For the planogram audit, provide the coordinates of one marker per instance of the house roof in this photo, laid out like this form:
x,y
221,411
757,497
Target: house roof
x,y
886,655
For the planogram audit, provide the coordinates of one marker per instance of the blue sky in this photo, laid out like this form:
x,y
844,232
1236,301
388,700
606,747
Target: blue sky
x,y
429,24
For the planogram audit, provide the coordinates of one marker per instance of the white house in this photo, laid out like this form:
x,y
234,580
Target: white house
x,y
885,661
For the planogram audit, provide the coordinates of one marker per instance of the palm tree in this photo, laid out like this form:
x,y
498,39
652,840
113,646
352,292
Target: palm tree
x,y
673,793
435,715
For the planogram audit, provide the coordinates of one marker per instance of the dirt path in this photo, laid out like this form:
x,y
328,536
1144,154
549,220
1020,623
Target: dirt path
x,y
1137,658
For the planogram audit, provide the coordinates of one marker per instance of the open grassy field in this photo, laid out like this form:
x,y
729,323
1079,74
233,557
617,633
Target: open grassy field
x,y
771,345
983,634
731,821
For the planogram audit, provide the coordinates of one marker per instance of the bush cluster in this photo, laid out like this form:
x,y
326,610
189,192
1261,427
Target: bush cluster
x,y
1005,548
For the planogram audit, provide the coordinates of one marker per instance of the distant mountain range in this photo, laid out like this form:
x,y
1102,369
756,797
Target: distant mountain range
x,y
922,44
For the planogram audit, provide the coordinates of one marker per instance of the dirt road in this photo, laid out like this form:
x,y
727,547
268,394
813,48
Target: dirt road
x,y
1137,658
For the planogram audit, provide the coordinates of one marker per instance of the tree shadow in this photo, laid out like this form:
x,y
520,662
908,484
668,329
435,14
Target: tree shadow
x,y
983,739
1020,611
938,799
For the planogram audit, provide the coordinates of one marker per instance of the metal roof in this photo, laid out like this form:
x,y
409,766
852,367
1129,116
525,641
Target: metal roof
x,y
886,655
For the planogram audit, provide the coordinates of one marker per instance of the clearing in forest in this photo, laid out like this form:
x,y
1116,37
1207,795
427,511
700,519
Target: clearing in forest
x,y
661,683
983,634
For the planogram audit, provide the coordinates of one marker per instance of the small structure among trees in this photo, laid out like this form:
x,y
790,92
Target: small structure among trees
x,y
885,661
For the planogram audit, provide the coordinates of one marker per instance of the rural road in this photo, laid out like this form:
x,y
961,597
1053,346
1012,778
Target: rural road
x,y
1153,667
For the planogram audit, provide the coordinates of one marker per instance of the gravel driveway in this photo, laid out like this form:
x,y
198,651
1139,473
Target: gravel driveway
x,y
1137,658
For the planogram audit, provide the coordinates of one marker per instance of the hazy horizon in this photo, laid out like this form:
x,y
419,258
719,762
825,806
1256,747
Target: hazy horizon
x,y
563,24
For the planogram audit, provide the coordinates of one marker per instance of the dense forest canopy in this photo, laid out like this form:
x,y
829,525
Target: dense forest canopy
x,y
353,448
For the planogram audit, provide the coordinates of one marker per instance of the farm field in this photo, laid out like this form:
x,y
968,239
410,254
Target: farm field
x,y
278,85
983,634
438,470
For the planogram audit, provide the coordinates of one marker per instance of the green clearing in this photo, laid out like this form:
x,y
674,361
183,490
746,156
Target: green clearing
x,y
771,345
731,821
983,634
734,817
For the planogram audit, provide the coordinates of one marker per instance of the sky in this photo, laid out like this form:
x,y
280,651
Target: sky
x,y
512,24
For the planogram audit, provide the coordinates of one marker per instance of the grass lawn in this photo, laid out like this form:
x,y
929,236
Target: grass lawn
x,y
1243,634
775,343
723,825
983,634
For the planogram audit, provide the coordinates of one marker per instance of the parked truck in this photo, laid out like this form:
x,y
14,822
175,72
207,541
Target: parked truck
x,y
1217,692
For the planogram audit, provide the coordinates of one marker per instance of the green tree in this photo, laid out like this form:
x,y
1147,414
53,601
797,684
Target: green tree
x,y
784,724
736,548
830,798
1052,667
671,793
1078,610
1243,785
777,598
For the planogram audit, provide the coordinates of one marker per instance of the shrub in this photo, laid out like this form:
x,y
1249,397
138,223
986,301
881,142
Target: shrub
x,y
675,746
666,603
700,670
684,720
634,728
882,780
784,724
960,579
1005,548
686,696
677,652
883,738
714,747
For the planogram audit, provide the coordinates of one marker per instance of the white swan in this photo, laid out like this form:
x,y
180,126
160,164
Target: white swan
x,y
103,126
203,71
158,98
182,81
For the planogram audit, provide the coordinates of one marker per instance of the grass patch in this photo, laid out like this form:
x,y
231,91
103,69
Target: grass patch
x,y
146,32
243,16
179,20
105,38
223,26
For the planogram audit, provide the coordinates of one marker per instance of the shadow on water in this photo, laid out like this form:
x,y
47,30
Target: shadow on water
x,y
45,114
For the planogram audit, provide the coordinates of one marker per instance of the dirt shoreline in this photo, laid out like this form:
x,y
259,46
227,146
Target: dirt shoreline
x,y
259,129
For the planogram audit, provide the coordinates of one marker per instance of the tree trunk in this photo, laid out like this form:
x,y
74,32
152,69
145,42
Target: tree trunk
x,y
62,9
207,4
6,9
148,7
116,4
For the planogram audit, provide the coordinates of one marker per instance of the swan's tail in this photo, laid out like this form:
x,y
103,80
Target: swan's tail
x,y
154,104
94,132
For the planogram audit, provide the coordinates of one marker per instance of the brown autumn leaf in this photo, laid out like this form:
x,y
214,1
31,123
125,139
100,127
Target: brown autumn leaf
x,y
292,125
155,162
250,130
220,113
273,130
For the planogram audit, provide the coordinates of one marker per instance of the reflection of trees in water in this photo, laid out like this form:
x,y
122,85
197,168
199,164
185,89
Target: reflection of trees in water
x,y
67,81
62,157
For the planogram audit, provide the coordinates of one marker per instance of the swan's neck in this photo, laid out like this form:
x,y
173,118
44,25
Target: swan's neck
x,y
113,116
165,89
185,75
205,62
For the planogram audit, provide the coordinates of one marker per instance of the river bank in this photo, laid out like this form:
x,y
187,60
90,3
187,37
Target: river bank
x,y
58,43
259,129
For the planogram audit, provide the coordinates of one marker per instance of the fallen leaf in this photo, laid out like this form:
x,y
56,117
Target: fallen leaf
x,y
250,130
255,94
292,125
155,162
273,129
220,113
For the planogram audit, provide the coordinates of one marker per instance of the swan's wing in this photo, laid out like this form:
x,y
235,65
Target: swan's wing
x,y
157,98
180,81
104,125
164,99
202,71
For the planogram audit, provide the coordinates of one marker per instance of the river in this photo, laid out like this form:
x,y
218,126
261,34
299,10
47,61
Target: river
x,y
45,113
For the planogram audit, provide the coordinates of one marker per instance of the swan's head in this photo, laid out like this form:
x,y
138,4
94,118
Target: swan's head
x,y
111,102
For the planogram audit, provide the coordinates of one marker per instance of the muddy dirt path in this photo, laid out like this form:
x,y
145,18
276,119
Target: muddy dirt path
--- --- ---
▶ **Task to carry out**: Give back all the records above exactly as they were written.

▶ **Exercise result**:
For the planogram audit, provide the coordinates of one marker per instance of the house roof in this photo, laid out like this form:
x,y
221,411
757,497
Target: house roof
x,y
886,655
For the planogram audit, provide the coordinates of one marker per instance of the blue sky in this photo, laid out like this form:
x,y
844,232
1236,301
388,700
606,747
Target: blue sky
x,y
429,24
For the planogram audit, provide the coordinates of one marker per instance of the white house in this photo, laid out like this form:
x,y
234,580
Target: white house
x,y
885,661
For the planogram audit, provide the coordinates of one marker per instance of the palm tree in this photo, laid out like this form:
x,y
498,39
652,840
113,646
352,292
Target: palm tree
x,y
673,793
435,715
For the planogram audit, provide the coordinates of one marker per instance of the dirt path in this photo, laid out like this form:
x,y
328,536
1144,154
549,220
1020,623
Target: dirt path
x,y
1137,658
For the planogram audit, provide the coordinates of one marker per instance of the open grassy field in this photo, laid out like this form:
x,y
729,323
1079,74
233,557
617,633
Target: open grassy field
x,y
771,345
983,634
731,821
For the planogram audit, provide the coordinates of one marker per instance of the bush cluster in this photo, laid out like this form:
x,y
326,610
189,192
1261,427
Target: bush cluster
x,y
1005,548
For the planogram audit, provide the coordinates of one marker per instance of the distant mountain range in this photo, laid out like this form:
x,y
1102,369
756,797
Target: distant mountain range
x,y
922,44
For the planogram audit, provide the coordinates of one marker per instance of the dirt road in this photo, laid out like this form:
x,y
727,547
268,394
813,48
Target: dirt road
x,y
1137,658
For the planogram audit, provide the coordinates of one marker per instance of the tree shadow in this photo, laid out like this form:
x,y
520,662
908,484
668,329
435,14
Target: tree shadow
x,y
983,739
1020,611
938,799
For the planogram audit, provide the coordinates of one marker per instance of the metal roof in this photo, laid out like this form:
x,y
409,766
852,367
1129,116
525,641
Target: metal roof
x,y
886,655
For the planogram audit, provide the coordinates of one marker per instance of the clearing in forest in this photo, laid out like this form:
x,y
1116,37
1207,795
427,511
700,519
Target: clearing in forest
x,y
661,683
983,634
For the planogram audit, provide the coordinates of one marker per instance of the small structure among trees in this photo, laid out like this form:
x,y
790,92
Target: small structure among trees
x,y
885,661
For the planogram audit, provide the coordinates of one marker per instance of the rural road in this photo, laid out like this form:
x,y
961,597
1053,346
1012,778
Target: rural road
x,y
1153,667
For the planogram audit, provide the coordinates of one marker per instance of the gravel driveway in this photo, laid out like this form:
x,y
198,651
1139,473
Target: gravel driveway
x,y
1137,658
For the planogram audit, provide the coordinates of one marker per instance of the hazy horizon in this photo, laid out like this form:
x,y
419,258
719,762
825,806
1256,747
Target: hazy horizon
x,y
563,24
For the planogram audit, provide the coordinates of one marker per instance of the dense forest canopy in this photo, laid out like this form:
x,y
829,525
Target: dense forest canopy
x,y
353,448
For the planogram audit, provide the coordinates of one marker per instance of the farm field in this photo, laid out like this form:
x,y
968,239
410,254
Target: farm field
x,y
278,85
983,634
438,470
For the planogram audit, provide the coordinates of one marker per instance of the green clearing in this photo, laid out like this form:
x,y
674,361
183,490
746,156
Target: green clearing
x,y
771,345
731,821
983,634
734,817
For the planogram audit, provide the coordinates of one marker per instance of the sky in this photo, laid out like this form:
x,y
280,651
Target: sky
x,y
512,24
For the planogram audit, provide the coordinates of one marker per instance of the grass lawn in this photo, laid out like this form:
x,y
929,236
Target: grass lawn
x,y
1243,634
775,343
723,825
983,634
For the planogram audit, provide the coordinates of one marker per instance of the parked truck in this photo, laid out like this form:
x,y
14,822
175,72
207,541
Target: parked truck
x,y
1217,692
For the planogram audit, provide the coordinates of one marker per instance of the green tree in this photo, laid out like this form:
x,y
1147,414
53,601
797,684
Target: green tree
x,y
784,724
736,548
830,798
1052,667
671,793
1078,610
1243,785
777,598
For the planogram audit, provide the coordinates of one marker per instance of the shrub in this photo, laid out like this form:
x,y
1249,397
138,223
986,301
881,142
Target: shrub
x,y
675,746
666,603
700,670
684,720
634,728
882,780
784,724
960,579
1005,548
686,696
677,652
883,738
714,747
For the planogram audit, provide the coordinates of one marker per instance of the white swan in this photo, laid out like this form:
x,y
180,126
160,164
Target: white swan
x,y
103,126
203,71
158,98
182,81
For the planogram audit, provide the coordinates of one marker per instance of the grass patch in this photo, laid out like this form:
x,y
231,91
103,69
Target: grass patch
x,y
146,32
243,16
179,20
105,38
223,26
For the planogram audit, provide the coordinates of one marker per instance of the shadow on water in this photo, laid out like this form:
x,y
47,30
Target: shadow on water
x,y
45,114
For the planogram audit, provide the coordinates of one marker per instance of the dirt shoreline in this photo, laid out like this form:
x,y
259,46
227,146
Target: dirt shoreline
x,y
259,129
For the planogram audit, provide the coordinates of one marker per instance of the tree trunk in this photo, laid out like this form:
x,y
74,32
152,69
145,42
Target: tree trunk
x,y
62,9
207,4
6,9
148,7
116,4
For the planogram audit, provide the coordinates of one marker per instance of the swan's tail in this photo, laid out like this form:
x,y
103,80
Target: swan's tail
x,y
154,104
94,132
For the planogram audit, provide the coordinates of one marker per instance of the brown autumn leaf in this photo, laid out like this form:
x,y
214,1
31,123
125,139
100,127
Target: brown autumn leaf
x,y
292,125
155,162
250,130
220,113
273,130
For the planogram audit, provide the coordinates of one marker per instance of the reflection of trees in water in this photo, laid out like this form:
x,y
122,85
197,168
199,164
185,89
Target: reflection of trees in water
x,y
67,81
62,157
For the planogram audit, provide the coordinates of one marker per instance of the swan's neck in this photo, laid out like this form:
x,y
173,118
44,25
Target: swan's neck
x,y
113,116
165,89
185,75
205,62
For the planogram audit, provide the coordinates of one marker per instance of the river bank in this photo, laid out like this form:
x,y
187,60
90,3
187,37
Target: river bank
x,y
58,43
259,129
For the planogram audit, provide the coordinates of one marker per instance of the fallen leaf in this photo, laid out like this form:
x,y
56,117
Target: fallen leaf
x,y
250,130
255,94
292,125
155,162
273,129
220,113
For the planogram audit, provide the coordinates of one marker per instance of the swan's wing in this photo, laid out like this form:
x,y
235,65
Target: swan's wing
x,y
157,98
180,81
104,125
164,99
202,71
For the planogram audit, provide the coordinates of one marker per instance of the river in this photo, laid out like this form:
x,y
218,126
261,34
299,10
47,61
Target: river
x,y
45,113
For the planogram audit, provide the coordinates of one marker per instance of the swan's head in this photo, laid out like this form:
x,y
138,4
94,118
Target: swan's head
x,y
111,102
For the planogram audit, provide the coordinates of one marker per instance of the muddy dirt path in this photo, laid out like this form:
x,y
145,18
276,119
Target: muddy dirt path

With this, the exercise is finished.